--- START Dataset excerpts ---
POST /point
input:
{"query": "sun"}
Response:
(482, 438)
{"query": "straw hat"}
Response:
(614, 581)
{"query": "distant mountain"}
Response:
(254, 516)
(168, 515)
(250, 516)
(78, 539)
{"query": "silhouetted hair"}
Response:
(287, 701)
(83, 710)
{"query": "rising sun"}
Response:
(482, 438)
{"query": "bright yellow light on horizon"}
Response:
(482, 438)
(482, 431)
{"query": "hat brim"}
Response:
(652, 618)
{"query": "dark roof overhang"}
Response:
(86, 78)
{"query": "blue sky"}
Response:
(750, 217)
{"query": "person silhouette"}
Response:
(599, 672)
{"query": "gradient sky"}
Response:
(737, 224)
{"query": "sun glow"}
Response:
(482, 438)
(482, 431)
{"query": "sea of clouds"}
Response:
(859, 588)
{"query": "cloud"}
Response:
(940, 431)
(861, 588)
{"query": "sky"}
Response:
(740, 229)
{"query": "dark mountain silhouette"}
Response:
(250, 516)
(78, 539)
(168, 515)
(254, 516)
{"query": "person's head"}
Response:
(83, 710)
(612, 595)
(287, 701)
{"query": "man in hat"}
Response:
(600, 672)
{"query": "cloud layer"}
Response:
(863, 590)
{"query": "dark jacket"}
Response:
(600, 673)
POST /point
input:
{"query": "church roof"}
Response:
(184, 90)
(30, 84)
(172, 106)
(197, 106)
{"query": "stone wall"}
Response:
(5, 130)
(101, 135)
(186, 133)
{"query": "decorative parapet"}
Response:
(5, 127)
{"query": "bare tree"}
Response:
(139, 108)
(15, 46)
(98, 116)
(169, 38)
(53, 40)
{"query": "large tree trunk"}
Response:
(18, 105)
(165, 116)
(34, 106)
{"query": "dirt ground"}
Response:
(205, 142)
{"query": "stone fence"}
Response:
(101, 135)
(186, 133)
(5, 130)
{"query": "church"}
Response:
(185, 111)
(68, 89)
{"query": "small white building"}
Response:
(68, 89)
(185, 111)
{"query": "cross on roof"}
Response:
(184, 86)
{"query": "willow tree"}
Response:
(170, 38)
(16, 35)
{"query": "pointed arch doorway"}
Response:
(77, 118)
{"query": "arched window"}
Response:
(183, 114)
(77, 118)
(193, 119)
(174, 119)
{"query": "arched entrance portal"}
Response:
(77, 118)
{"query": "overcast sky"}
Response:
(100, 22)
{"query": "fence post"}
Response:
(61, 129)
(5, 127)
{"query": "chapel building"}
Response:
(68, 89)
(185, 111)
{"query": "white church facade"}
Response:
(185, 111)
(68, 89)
--- END Dataset excerpts ---
* _Stated task_: From the items above, pull out each line that contains the string "mountain", matching case exactly, and copy those lines.

* _Answer_:
{"query": "distant mountain"}
{"query": "dark mountain silhouette"}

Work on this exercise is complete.